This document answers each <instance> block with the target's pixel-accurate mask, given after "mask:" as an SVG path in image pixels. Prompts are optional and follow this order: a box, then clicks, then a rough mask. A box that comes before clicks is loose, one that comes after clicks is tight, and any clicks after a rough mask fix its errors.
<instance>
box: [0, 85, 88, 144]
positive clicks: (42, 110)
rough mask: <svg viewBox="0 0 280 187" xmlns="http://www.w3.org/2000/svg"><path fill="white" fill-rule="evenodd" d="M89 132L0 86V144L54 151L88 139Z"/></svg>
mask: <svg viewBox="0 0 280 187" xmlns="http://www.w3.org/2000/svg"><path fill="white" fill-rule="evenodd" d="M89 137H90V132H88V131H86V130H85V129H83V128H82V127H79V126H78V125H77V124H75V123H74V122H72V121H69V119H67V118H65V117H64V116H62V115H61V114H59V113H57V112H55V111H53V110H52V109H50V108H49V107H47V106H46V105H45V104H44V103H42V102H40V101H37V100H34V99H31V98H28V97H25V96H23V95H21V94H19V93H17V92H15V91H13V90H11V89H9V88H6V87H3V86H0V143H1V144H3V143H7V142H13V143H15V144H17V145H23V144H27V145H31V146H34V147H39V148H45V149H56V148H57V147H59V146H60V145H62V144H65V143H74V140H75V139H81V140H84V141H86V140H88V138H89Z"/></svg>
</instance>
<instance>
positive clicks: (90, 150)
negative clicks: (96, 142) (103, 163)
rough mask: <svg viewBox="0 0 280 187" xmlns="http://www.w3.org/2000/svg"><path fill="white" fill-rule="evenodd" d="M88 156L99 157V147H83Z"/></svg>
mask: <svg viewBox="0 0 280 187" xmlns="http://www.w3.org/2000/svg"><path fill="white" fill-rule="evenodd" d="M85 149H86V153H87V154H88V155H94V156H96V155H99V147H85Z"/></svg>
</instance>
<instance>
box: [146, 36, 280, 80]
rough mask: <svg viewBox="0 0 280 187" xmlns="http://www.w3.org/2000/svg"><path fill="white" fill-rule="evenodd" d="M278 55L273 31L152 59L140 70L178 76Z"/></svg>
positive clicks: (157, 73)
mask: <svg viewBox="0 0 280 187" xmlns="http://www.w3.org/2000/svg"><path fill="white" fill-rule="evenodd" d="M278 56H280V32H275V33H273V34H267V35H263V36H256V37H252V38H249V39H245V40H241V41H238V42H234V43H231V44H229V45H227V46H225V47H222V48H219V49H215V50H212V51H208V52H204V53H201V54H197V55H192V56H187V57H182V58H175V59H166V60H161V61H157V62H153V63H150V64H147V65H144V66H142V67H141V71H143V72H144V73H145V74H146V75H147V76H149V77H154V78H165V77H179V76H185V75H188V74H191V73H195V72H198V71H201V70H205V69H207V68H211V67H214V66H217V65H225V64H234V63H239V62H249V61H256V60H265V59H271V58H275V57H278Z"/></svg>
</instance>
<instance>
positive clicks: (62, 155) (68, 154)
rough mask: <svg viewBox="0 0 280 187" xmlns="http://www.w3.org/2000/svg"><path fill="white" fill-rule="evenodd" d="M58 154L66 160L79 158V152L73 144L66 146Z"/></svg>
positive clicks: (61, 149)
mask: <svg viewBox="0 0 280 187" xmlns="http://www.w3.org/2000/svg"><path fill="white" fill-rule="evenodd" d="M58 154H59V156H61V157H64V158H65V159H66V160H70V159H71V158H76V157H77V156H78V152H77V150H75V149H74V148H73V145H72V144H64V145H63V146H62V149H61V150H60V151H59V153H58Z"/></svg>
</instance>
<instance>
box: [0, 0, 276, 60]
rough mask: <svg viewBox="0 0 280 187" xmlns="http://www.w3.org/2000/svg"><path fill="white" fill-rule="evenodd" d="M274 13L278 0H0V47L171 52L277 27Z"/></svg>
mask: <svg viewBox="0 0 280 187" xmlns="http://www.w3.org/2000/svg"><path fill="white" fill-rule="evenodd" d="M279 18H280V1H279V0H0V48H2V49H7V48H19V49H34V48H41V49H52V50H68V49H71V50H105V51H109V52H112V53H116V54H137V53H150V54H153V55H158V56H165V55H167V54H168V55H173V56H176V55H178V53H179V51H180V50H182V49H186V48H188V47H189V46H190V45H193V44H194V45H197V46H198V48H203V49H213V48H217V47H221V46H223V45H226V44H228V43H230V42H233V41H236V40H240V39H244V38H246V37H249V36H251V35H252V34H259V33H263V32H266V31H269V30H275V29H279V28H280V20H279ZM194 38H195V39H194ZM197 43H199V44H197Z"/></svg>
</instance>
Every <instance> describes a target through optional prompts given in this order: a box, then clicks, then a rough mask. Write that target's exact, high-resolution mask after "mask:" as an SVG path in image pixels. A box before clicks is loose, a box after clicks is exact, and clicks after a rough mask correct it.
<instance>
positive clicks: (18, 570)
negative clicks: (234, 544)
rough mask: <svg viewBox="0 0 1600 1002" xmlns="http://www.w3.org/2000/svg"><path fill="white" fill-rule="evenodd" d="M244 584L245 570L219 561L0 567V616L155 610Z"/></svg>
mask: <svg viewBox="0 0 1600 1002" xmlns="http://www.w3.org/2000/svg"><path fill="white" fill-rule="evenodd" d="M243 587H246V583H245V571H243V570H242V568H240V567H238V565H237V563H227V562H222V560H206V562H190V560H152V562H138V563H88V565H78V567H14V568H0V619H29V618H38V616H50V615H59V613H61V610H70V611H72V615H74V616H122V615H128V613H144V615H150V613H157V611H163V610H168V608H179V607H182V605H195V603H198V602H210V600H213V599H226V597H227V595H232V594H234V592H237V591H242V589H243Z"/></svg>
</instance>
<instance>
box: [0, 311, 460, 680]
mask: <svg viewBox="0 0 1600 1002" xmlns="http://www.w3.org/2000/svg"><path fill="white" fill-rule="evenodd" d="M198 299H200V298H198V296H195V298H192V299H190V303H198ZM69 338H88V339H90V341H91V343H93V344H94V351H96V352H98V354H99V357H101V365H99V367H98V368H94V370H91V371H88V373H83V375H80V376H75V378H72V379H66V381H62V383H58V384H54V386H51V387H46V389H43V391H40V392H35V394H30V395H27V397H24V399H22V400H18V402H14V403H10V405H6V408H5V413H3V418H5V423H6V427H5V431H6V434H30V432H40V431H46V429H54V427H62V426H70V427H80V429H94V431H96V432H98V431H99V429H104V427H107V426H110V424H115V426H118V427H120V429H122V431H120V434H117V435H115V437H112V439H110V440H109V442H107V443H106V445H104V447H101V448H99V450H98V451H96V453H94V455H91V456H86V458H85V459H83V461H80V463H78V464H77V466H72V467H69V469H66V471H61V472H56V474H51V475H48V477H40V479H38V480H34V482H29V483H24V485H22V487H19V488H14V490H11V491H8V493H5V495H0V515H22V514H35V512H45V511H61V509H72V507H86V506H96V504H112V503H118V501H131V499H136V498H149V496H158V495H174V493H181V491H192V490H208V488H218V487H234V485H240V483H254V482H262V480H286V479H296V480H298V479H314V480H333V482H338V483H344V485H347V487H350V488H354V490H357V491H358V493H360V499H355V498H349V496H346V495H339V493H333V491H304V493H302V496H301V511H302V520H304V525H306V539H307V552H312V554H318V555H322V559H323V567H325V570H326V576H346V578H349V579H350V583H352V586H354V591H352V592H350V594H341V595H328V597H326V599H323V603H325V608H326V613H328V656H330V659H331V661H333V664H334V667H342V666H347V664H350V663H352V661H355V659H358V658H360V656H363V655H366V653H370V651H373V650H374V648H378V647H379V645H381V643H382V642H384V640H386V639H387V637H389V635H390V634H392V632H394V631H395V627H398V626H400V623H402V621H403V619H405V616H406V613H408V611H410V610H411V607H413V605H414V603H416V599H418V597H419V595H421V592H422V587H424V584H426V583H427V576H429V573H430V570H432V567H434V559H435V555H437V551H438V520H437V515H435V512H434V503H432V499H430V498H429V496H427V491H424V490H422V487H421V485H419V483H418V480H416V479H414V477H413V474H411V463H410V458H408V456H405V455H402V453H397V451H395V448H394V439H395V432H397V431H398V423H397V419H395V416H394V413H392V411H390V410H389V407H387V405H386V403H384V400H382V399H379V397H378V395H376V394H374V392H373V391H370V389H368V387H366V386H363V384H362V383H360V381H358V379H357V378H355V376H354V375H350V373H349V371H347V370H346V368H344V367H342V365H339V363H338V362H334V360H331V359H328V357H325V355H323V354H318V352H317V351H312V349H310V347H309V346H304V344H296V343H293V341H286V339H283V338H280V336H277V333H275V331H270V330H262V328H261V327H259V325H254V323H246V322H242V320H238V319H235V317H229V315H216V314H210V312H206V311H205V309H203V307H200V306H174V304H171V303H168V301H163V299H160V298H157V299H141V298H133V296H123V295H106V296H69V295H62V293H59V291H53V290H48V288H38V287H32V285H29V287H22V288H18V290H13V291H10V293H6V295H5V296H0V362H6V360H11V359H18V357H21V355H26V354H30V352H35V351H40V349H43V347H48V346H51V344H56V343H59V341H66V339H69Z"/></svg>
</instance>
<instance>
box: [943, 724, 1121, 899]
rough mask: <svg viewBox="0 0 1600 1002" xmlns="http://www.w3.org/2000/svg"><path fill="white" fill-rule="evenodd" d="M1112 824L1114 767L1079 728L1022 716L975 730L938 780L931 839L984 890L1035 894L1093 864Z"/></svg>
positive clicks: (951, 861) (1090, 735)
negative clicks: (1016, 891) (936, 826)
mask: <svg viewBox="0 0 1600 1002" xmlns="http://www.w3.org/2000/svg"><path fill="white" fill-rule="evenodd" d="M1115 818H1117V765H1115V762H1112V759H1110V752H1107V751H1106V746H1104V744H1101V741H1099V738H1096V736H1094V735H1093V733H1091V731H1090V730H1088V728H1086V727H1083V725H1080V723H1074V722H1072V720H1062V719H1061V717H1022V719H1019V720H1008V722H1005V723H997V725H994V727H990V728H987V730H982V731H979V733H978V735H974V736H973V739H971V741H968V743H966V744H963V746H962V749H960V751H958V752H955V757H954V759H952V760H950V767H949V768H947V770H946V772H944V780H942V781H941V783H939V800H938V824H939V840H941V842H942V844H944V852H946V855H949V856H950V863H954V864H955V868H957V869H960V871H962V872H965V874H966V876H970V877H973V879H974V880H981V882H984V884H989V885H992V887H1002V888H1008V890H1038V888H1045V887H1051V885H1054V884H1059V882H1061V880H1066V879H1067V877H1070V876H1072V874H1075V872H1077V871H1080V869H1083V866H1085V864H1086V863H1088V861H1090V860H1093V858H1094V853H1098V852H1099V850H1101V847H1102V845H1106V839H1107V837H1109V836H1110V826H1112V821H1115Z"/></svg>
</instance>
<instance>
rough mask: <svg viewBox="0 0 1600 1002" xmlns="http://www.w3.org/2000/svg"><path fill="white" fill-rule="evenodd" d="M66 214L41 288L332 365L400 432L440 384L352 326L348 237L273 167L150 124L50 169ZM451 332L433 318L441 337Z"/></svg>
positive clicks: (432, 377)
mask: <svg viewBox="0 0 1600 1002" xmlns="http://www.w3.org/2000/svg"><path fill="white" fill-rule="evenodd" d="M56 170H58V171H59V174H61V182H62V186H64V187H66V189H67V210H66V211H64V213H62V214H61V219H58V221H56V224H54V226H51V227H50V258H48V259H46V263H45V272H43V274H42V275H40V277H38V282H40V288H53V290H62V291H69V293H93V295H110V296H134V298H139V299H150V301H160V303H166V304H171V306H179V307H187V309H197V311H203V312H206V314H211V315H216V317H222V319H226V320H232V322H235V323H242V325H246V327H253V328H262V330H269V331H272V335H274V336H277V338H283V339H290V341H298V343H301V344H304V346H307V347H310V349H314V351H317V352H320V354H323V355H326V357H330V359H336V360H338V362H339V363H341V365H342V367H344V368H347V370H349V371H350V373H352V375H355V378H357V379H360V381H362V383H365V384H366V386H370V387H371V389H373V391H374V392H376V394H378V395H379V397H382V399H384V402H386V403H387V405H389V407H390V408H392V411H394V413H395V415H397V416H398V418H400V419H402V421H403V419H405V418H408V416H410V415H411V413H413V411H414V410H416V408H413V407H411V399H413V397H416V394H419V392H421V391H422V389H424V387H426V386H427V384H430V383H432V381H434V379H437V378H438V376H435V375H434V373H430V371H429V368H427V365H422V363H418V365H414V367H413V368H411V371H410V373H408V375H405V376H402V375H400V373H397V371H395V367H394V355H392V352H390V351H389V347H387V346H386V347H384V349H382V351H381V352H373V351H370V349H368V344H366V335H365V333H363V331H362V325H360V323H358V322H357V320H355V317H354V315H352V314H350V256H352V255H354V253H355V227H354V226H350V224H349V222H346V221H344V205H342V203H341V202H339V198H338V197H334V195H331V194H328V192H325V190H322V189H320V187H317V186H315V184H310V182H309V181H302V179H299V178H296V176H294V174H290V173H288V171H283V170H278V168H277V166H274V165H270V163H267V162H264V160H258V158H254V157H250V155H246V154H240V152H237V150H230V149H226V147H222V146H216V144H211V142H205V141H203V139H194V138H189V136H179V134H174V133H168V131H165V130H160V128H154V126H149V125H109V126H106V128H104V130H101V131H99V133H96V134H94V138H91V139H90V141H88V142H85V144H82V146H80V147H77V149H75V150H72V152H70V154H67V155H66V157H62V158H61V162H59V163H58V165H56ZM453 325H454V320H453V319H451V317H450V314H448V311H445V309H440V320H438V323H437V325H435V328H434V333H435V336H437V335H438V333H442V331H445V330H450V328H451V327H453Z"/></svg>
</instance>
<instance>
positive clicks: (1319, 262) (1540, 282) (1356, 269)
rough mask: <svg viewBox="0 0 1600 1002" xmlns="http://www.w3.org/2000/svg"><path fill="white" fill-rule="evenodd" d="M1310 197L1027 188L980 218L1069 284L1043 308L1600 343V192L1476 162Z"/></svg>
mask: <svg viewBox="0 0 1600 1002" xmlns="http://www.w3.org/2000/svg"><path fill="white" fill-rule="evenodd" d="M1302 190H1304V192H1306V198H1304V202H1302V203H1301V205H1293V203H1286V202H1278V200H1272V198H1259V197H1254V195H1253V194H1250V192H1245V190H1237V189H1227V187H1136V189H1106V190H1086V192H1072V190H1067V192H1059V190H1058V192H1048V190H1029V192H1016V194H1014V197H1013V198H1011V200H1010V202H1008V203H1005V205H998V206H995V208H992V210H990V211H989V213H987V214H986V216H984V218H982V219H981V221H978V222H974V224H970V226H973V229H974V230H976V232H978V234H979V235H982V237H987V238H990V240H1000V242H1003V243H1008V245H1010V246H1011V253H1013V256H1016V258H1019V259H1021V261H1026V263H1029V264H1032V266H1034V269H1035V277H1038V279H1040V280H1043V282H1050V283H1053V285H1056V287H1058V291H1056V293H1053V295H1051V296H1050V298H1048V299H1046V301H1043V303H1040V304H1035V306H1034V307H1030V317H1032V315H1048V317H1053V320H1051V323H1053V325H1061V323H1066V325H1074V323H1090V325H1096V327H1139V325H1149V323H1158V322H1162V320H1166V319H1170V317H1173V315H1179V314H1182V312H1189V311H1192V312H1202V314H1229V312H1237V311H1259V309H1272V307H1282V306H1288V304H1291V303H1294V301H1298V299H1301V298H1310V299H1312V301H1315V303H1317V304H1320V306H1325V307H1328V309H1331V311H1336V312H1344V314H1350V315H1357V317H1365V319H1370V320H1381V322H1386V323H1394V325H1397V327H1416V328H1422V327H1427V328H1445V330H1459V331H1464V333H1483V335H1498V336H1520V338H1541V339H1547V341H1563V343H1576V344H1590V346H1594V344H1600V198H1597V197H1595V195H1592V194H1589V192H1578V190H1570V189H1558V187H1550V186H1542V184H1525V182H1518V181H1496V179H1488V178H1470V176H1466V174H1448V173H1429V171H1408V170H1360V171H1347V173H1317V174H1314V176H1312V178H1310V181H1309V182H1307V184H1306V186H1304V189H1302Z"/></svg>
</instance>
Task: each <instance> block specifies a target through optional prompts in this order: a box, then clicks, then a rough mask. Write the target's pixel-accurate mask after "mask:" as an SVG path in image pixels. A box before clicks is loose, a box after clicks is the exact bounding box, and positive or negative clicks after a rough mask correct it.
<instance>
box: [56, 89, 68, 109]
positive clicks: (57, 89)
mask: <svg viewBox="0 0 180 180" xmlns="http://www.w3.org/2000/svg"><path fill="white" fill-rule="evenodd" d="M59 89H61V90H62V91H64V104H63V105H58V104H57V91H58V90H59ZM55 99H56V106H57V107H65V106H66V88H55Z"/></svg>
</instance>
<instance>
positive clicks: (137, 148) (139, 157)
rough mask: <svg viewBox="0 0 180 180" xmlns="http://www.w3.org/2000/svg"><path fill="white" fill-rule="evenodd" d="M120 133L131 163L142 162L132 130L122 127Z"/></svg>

---

What you have to do —
Going through the data above, return each line with the word "that".

Answer —
This document answers each <instance> block with the target's pixel-accurate mask, given after "mask:" as an SVG path in image pixels. Prompts are optional and follow this order: a box, then clicks, then a rough mask. A box that comes before clicks is loose, one that comes after clicks is tight, and any clicks after a rough mask fix its errors.
Every <instance> describes a target through optional prompts given in this order: a box, then clicks, then a rough mask. Write that target's exact, high-resolution mask after "mask:" as an SVG path in image pixels. A box before clicks is loose, a box after clicks is exact, and clicks after a rough mask correct it.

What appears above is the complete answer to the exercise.